_Задания для выполнения_
(A) Кого, согласно тексту о Сергее Говорухине, его мать считает своей лучшей выпускницей?
(B) Почему, согласно тексту о Сергее Говорухине, он называет поступление во ВГИК своей генеральной ошибкой?
(C) Допишите следующую часть текста о Сергее Говорухине, начиная после его последнего предложения.

_Предоставленный текст_

- - - - - - -

Сам в себе режиссер

Сергей Говорухин: “Родители, вмешиваясь в дела своих сыновей, оказывают им медвежью услугу”

Сергей Говорухин — сын режиссера Станислава Говорухина — уже давно сам является режиссером, снимает кино. Сначала документальное, а с недавнего времени — и игровое. Сергей Станиславович, по его собственным словам, вырос в семье, состоящей из представителей всех видов искусств. Мать — Юнона Карева — актриса, впоследствии режиссер-педагог Казанского театрального училища, лучшей своей выпускницей считающая актрису Чулпан Хаматову. Дедушка — архитектор и директор скульптурной фабрики. Бабушка — пианистка и певица. Ну и отчим, Марат Тазетдинов, директор Татарской государственной филармонии и великолепный бард. Но это не значит, что путь в кино ему был обеспечен с самого детства.

“Меня всегда тянуло к отцу”

— В детстве я хотел поступать в Литературный институт, — рассказывает Сергей Говорухин. — Потому что именно литература всегда была и остается моим настоящим призванием. Но мне показалось, что, будучи сценаристом, я обрету и профессию — навыки ремесла — и проще заработаю на хлеб, потому в итоге отправился поступать во ВГИК. Это была моя генеральная ошибка, потому что пристроить сценарий по тем временам было очень сложно. А как раз из литературных институтов выпускники выходили либо с большим количеством публикаций в толстых журналах, либо с собственными книжечками стихов. Хотя на самом деле и ВГИК, и Литературный институт к концу моего обучения уже не имели значения, ведь страна под названием Советский Союз агонизировала, умирала, и членство в союзах писателей и кинематографистов, которое было когда-то крайне выгодно, становилось абсолютно бесполезным.

- - - - - - -

_Фрагменты записей_
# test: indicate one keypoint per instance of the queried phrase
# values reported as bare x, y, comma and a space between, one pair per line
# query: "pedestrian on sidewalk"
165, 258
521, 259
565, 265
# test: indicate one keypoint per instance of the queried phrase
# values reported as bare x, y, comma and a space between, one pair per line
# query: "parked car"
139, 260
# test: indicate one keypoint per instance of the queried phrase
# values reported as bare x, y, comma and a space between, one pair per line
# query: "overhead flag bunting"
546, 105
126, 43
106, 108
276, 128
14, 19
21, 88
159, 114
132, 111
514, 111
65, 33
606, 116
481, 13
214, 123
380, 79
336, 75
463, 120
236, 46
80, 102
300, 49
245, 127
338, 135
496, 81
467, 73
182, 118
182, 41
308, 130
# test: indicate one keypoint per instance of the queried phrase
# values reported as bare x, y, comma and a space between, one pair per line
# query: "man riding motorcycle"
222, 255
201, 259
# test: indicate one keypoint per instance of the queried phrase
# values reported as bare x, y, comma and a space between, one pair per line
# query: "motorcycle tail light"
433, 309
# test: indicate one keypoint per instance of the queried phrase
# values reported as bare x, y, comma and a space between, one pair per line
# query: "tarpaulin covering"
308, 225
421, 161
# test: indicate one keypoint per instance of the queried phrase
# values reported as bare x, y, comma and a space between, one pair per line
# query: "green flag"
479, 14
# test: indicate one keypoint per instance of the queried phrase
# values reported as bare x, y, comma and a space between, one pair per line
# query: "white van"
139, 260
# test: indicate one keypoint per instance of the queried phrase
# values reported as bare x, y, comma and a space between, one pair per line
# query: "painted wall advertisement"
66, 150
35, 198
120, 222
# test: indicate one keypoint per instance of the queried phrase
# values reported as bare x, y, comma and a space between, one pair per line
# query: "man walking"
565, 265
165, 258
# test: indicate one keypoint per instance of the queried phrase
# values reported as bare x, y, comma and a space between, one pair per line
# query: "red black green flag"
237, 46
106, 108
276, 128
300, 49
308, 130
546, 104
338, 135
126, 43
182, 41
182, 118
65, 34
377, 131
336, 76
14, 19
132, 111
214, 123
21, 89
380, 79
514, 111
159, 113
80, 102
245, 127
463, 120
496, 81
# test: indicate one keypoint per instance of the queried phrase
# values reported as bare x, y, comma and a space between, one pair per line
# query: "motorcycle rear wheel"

- - - - - - -

_Ответы по порядку_
(A) Актрису Чулпан Хаматову.

(B) В те времена пристроить сценарий было очень сложно. Выпускники литературных институтов, напротив, выходили с большим количеством публикаций в толстых журналах или с собственными книжечками стихов.

(C)
Потом все начало разрушаться, в кинематографе появилось огромное количество каких-то левых людей… Я на какое-то время просто забыл, что закончил ВГИК. Писал, конечно. А в кино вернулся почти случайно и много лет спустя. В 1994 году.

— Давайте вернемся к вашему детству. Каково в такой творческой семье находиться ребенку?

— Очень комфортно. Я был полностью отдан сам себе. Я был не самым хорошим учеником, поэтому мою маму часто вызывали в школу, но она никогда не приходила. Говорила: “Да, я знаю, что он плохо учится, ну и что — вы предлагаете мне это услышать лично от вас?” Конечно, она понимала, что нельзя отпускать эти вожжи окончательно, потому что так можно было черт знает до чего докатиться. Я ведь рос в Казани, а если Одесса — мама, Ростов — папа, то Казань — это что-то среднее. У нас в городе и так был высокий уровень преступности, да вдобавок мы еще жили в одном из самых бандитских районов. Я не примыкал ни к кому, хотя жить в таком районе и не участвовать в его жизни было невозможно.

— И все же как-то ведь вас воспитывали?

— И мама, и отчим меня постепенно направляли в правильное русло. Например, я почти ничего не читал до шестого класса. Школьная программа меня не занимала. Никто не понимал, почему я два года мусолю такую занимательную книжку, как “Приключения Робинзона Крузо”. Но меня дома не подталкивали, не заставляли читать. Родители любят покупать детям целую гору книг, но это неправильно. Книга должна быть одна, и только когда ребенок прочитает ее, нужно покупать новую. Во всем должен быть здоровый дефицит.

Я начал читать в шестом классе сразу с книг Гайдара, а это очень серьезная литература. Поэтому я избежал всех этих Томиков в стране кенгуру, Майн Ридов и остальных приключений. Мне с самого начала привили вкус к хорошей литературе. “Судьбу барабанщика” с удовольствием перечитываю до сих пор.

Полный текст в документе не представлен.